- _Aim of the task_
Quote all of the data below word for word, leaving the pictures out of your answer.

Pointing and labeling entries:

####################

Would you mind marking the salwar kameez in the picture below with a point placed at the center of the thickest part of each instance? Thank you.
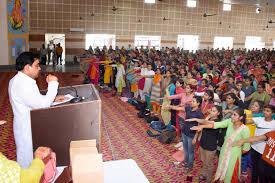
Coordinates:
(120, 82)
(232, 166)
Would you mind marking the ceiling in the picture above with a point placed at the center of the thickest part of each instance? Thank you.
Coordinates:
(250, 2)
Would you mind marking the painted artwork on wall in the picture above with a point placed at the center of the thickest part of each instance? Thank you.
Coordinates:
(17, 46)
(17, 16)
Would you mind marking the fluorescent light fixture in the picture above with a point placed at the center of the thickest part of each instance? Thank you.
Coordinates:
(191, 3)
(226, 7)
(150, 1)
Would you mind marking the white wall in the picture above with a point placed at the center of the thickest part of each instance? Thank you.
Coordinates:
(4, 49)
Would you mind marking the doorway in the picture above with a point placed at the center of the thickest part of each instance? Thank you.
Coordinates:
(54, 39)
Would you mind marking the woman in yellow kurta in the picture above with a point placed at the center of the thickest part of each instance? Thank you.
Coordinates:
(108, 71)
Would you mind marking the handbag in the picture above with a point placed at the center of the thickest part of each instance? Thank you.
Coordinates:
(50, 168)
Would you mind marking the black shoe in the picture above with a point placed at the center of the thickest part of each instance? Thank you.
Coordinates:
(151, 134)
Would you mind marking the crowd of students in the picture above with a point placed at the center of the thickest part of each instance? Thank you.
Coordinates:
(221, 99)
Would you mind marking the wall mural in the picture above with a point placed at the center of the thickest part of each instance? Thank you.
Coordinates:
(17, 46)
(18, 31)
(17, 16)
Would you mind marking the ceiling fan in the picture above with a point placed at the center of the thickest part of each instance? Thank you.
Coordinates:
(209, 15)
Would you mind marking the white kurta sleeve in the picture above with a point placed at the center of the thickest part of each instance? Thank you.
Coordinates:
(32, 97)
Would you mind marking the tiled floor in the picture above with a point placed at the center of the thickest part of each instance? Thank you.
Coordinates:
(68, 67)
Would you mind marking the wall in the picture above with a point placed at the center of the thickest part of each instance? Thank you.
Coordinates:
(4, 51)
(58, 16)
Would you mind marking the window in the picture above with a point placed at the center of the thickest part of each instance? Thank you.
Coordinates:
(191, 3)
(226, 7)
(188, 42)
(223, 42)
(150, 1)
(254, 42)
(150, 41)
(100, 40)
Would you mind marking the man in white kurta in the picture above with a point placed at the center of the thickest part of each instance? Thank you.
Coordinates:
(24, 96)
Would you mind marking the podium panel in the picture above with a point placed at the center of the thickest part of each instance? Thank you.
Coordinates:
(57, 126)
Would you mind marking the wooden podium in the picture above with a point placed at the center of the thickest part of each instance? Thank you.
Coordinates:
(57, 126)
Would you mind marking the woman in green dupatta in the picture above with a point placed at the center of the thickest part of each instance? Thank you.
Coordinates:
(230, 157)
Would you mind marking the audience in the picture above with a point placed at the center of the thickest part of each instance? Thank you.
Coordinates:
(234, 85)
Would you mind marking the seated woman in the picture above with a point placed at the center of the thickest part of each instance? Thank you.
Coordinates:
(267, 160)
(230, 157)
(260, 94)
(10, 171)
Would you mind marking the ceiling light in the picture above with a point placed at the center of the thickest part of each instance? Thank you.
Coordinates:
(150, 1)
(226, 7)
(191, 3)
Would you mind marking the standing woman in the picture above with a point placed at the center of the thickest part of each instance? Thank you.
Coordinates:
(166, 114)
(149, 74)
(230, 157)
(228, 108)
(120, 81)
(208, 143)
(207, 102)
(156, 92)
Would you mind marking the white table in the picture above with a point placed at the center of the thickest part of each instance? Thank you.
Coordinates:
(120, 171)
(123, 171)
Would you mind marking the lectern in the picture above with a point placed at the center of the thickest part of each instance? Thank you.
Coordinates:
(57, 126)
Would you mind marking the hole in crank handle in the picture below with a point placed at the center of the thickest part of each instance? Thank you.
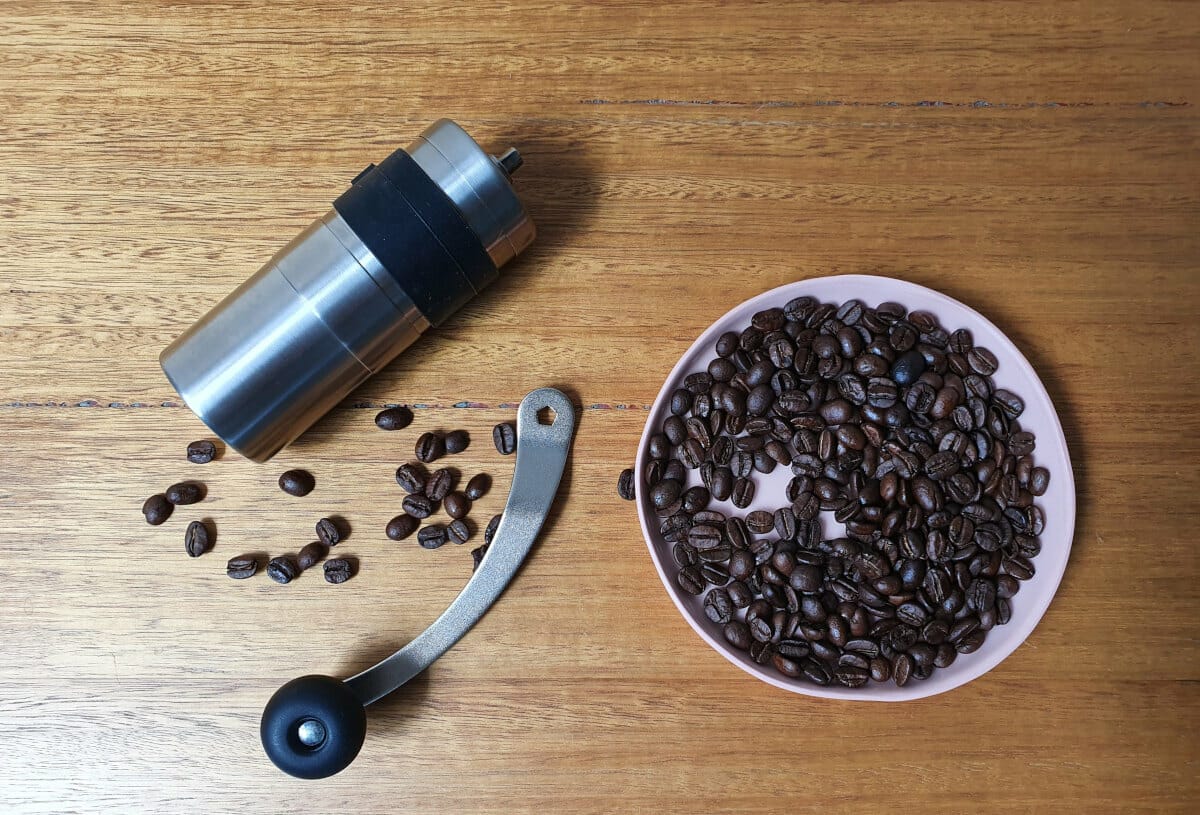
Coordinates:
(312, 702)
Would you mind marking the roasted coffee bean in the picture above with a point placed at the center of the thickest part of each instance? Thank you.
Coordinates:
(718, 606)
(456, 505)
(157, 509)
(456, 441)
(329, 532)
(430, 447)
(419, 507)
(396, 418)
(737, 634)
(504, 437)
(412, 478)
(1039, 480)
(297, 483)
(743, 492)
(659, 447)
(695, 499)
(691, 580)
(337, 570)
(432, 537)
(311, 553)
(196, 539)
(189, 492)
(402, 526)
(459, 531)
(240, 568)
(202, 453)
(665, 493)
(982, 361)
(282, 569)
(490, 531)
(760, 522)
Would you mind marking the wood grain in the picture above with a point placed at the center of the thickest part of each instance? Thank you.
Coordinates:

####################

- _Worked solution_
Would you mind marking the salwar kameez in the picture below with a point placed at the center of the thickest part of each instance? Thank you.
Coordinates:
(120, 82)
(232, 166)
Would you mind marking the ceiling in the picture above with a point placed at the center of the thickest part of each instance? Thank you.
Coordinates:
(250, 2)
Would you mind marking the painted artwork on wall in the picture above with a point placed at the center of the thickest part of each instance? Thank you.
Coordinates:
(17, 46)
(17, 16)
Would you mind marking the fluorescent light fixture in the picture above with a point placed at the center of the thickest part of each instance? Thank you.
Coordinates:
(191, 3)
(226, 7)
(150, 1)
Would you mind marking the white wall in the picture above with a point placed at the center of the thickest part of each instance? Thank you.
Coordinates:
(4, 49)
Would you mind marking the doorway in the picture above with a point placed at the center of the thickest part of each instance? Thank you.
Coordinates:
(54, 39)
Would you mind marking the woman in yellow kurta in the picture above with a point placed at the center of the thickest part of each instance? Thank you.
Coordinates:
(108, 71)
Would you mind marking the handbag in the picture above with a point placed at the center of the thickest part of each instance? Thank you.
Coordinates:
(50, 168)
Would you mind marking the black shoe in the picture above with a point placed at the center of the thickest part of each instance? Thank you.
Coordinates:
(151, 134)
Would you mind marking the crowd of students in the picture above with a point placed at the center of the thickest part of each instance? Thank you.
Coordinates:
(221, 99)
Would you mind marking the wall mural in the picture above with a point placed at the center of the thickest part of each instance? Thank you.
Coordinates:
(17, 46)
(18, 31)
(17, 16)
Would you mind marking the ceiling fan in the picture above with a point placed at the center of the thickest part of each instance? Thank you.
Coordinates:
(209, 15)
Would you mind marking the white kurta sleeve in the picture above with a point placed at the center of the thickest part of each instance? Thank you.
Coordinates:
(32, 97)
Would you mind marking the tiled floor in the picture above with a point placed at the center of the thickest part of each instance? Thank you.
Coordinates:
(68, 67)
Would you mind marking the wall in the picture above with a point placed at the center of the thickest part of each instance? Thank you.
Coordinates:
(4, 51)
(58, 16)
Would you mind marking the window in the picture above with a point placed at the center of the thickest part of each instance? Thank you.
Coordinates:
(191, 3)
(226, 7)
(188, 42)
(223, 42)
(150, 1)
(254, 42)
(150, 41)
(100, 40)
Would you mind marking the man in white kurta in the picture above with a point placed at the center of the thickest part of each instance? Thank you.
Coordinates:
(24, 96)
Would you mind marking the podium panel in the picture above with a point placed at the center of the thickest part of each instance? Thank you.
Coordinates:
(57, 126)
Would you mind marking the wooden podium in the picture above with a point placed at the center of the thickest part of each instance? Thank you.
Coordinates:
(57, 126)
Would you mind marking the woman in green dupatta in the picture above with a point placed at the center of the thickest part of each instance? Thank you.
Coordinates:
(230, 157)
Would you mind marking the audience in the picture above with a point placed at the center of the thickest part of each instance? Thank you.
Coordinates:
(234, 85)
Would you mind marking the seated woman in the picture above with a point placed at the center of the thickest part of each instance? Thank you.
Coordinates:
(267, 160)
(230, 157)
(260, 94)
(10, 171)
Would you mind marking the ceiling light in the picture above with a point placed at the center of the thickest part of each instance? Thank you.
Coordinates:
(150, 1)
(226, 7)
(191, 3)
Would you mind marking the standing woman in the picture above with a point placed at the center of the thickest part of each instance? Thank you.
Coordinates:
(166, 114)
(149, 74)
(230, 157)
(228, 108)
(120, 81)
(208, 143)
(207, 102)
(156, 92)
Would you mind marking the white table in the picture above with a point placed at the center of the thickest part of each instance? Thank you.
Coordinates:
(120, 171)
(123, 171)
Would you mind marking the lectern in the picture above with a point placed at the center of the thickest part of each instance? Thank you.
Coordinates:
(57, 126)
Would you mind marking the hole in crank handle in the picture below with a point placed at the center of the thickest part of each instance? Thank you.
Coordinates:
(312, 702)
Would you mind marking the roasted coffee bean in the picture above with a point placed at the center of the thickest part of each instance? Thank you.
Coordinates:
(718, 606)
(456, 505)
(157, 509)
(456, 441)
(329, 532)
(430, 447)
(419, 507)
(396, 418)
(737, 634)
(504, 437)
(412, 478)
(1039, 480)
(297, 483)
(743, 492)
(659, 447)
(695, 499)
(691, 580)
(337, 570)
(432, 537)
(311, 553)
(196, 539)
(189, 492)
(402, 526)
(459, 531)
(240, 568)
(202, 453)
(665, 493)
(982, 361)
(282, 569)
(490, 531)
(760, 522)
Would you mind marking the wood grain in the picture above with a point placed at the center of the thickest part of each instance? Thank you.
Coordinates:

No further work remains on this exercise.